▸ **GIVEN PROBLEM**
Copy the records from the line containing "Return a point for each instance of the horse's muzzle" through the end of the records, swapping "tally sheet" for "count sheet" and leaving everything else unchanged.

___ RAW RECORDS ___

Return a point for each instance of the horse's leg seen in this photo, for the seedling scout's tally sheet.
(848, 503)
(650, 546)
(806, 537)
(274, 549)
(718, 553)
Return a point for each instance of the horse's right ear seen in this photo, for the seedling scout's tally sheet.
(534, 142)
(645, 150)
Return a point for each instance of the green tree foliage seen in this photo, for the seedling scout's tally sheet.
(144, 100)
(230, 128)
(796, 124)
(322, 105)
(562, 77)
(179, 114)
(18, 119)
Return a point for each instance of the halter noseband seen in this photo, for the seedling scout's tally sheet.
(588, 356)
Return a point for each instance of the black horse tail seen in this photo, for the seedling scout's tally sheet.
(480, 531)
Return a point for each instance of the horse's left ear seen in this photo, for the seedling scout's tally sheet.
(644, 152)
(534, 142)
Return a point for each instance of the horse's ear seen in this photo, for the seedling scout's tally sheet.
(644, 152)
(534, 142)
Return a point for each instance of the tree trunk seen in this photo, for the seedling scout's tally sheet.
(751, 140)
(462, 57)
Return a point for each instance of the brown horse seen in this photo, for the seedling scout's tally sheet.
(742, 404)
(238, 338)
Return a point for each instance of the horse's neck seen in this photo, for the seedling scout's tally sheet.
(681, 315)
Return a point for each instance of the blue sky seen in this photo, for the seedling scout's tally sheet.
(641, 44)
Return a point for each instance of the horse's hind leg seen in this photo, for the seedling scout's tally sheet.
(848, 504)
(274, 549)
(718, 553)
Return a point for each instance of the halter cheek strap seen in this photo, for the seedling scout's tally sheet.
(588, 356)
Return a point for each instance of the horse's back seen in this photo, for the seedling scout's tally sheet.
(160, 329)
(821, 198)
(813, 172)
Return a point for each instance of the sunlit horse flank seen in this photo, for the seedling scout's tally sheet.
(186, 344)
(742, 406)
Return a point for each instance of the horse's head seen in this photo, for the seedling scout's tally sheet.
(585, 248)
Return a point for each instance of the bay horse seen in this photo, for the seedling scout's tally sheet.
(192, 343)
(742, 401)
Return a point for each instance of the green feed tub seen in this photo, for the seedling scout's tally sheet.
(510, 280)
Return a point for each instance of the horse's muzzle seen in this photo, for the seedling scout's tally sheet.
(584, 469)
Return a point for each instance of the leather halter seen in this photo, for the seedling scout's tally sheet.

___

▸ **WRITTEN SOLUTION**
Return a point for each instance of the horse's muzzle seen in this photo, for the seedling scout's count sheet.
(584, 469)
Return a point for each instance of the leather halter seen in this photo, for the seedling scout's count sheet.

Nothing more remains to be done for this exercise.